» **Problem description**: Find the line containing "dark rock outcrop" in the entries below. Reproduce that line and each one after it to the end, exactly, with no other lines.

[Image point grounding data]

===============

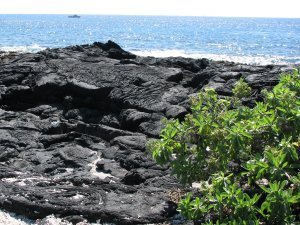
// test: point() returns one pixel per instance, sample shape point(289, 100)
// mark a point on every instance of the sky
point(230, 8)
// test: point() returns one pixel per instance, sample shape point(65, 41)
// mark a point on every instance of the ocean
point(246, 40)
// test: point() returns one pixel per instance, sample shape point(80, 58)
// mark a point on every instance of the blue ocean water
point(248, 40)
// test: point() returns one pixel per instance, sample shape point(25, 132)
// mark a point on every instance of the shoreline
point(259, 60)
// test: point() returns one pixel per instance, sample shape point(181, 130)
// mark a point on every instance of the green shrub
point(245, 159)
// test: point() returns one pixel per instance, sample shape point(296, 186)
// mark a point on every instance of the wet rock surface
point(74, 123)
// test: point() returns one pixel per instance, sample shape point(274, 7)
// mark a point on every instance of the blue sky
point(240, 8)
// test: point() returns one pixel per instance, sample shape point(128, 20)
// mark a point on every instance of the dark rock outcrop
point(74, 123)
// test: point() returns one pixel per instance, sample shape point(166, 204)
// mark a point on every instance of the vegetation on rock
point(246, 160)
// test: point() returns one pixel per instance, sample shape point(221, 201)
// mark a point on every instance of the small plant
point(246, 159)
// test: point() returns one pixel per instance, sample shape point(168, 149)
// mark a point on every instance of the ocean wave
point(13, 219)
point(247, 59)
point(27, 48)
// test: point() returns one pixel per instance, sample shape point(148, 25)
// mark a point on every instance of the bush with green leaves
point(246, 160)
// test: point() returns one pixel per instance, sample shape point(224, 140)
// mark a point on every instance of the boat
point(74, 16)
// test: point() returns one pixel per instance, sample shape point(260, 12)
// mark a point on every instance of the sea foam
point(247, 59)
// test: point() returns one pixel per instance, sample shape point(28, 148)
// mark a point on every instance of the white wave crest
point(13, 219)
point(28, 48)
point(253, 60)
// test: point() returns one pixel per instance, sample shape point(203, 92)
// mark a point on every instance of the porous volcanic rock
point(74, 122)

===============

» **Task response**:
// mark a point on every instance of the dark rock outcrop
point(74, 123)
// test: point() returns one pixel per instance, sample shape point(166, 204)
// mark a point on every instance of the vegetation on rock
point(246, 160)
// test: point() returns one pixel per instance, sample shape point(221, 201)
// mark a point on every instance of the small plant
point(246, 159)
// test: point() returns one pixel per instance, sample shape point(168, 149)
// mark a point on every instance of the ocean wave
point(13, 219)
point(247, 59)
point(27, 48)
// test: point() returns one pixel per instance, sample shape point(148, 25)
// mark a point on every instance of the bush with green leaves
point(246, 160)
// test: point() returns one pixel per instance, sample shape point(224, 140)
// mark a point on every instance of the boat
point(74, 16)
// test: point() returns one pixel per instance, sample shape point(260, 12)
// mark a point on every instance of the sea foam
point(247, 59)
// test: point() returns one pixel per instance, sample shape point(28, 148)
// mark a point on every instance of the white wave crest
point(13, 219)
point(28, 48)
point(253, 60)
// test: point() returns one pixel per instance, sample shape point(203, 92)
// mark a point on every instance of the porous volcanic rock
point(74, 122)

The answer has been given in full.